Task details.
Reproduce the data exactly.

[Recorded data]

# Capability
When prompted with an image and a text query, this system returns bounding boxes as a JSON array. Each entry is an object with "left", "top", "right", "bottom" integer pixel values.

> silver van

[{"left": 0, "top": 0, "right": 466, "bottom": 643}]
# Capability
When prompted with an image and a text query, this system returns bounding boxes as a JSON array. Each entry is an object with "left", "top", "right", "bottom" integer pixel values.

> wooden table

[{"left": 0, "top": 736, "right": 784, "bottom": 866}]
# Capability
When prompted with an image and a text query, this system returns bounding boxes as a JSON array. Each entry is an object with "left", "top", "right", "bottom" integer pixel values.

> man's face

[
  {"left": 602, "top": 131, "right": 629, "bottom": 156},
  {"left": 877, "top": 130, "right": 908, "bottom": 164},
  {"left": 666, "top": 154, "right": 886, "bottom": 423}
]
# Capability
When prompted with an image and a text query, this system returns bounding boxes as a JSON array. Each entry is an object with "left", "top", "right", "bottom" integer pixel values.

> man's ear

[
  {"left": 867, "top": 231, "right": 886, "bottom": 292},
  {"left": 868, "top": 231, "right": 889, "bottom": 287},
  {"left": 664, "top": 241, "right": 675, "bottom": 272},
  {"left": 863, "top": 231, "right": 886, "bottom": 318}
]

Output for this exercise.
# Capability
When prompted with an image and a text query, this system returns bounding boxes as a JSON array. Each entry is an object with "left", "top", "right", "bottom" integer pixel values.

> silver van

[{"left": 0, "top": 0, "right": 466, "bottom": 643}]
# Capability
When prompted with an image and a text query, this system returns bounding boxes as a JSON array. Each entry is an object with "left", "top", "right", "bottom" integer pixel values.

> wooden table

[{"left": 0, "top": 736, "right": 784, "bottom": 866}]
# Capability
When prompted with an image and a text query, this system returns bounding boxes as a JSON array. Each entry is an object with "left", "top", "right", "bottom" integer pixel values.

> man's face

[
  {"left": 602, "top": 131, "right": 629, "bottom": 156},
  {"left": 877, "top": 130, "right": 908, "bottom": 164},
  {"left": 666, "top": 154, "right": 886, "bottom": 423}
]
# Capability
When prompted with an image and a text query, this system returns bounding boxes as a JSON array. Each entry is an object with "left", "top", "right", "bottom" integer pixel values.

> man's ear

[
  {"left": 867, "top": 231, "right": 886, "bottom": 292},
  {"left": 868, "top": 231, "right": 889, "bottom": 287},
  {"left": 664, "top": 241, "right": 675, "bottom": 272},
  {"left": 863, "top": 231, "right": 886, "bottom": 318}
]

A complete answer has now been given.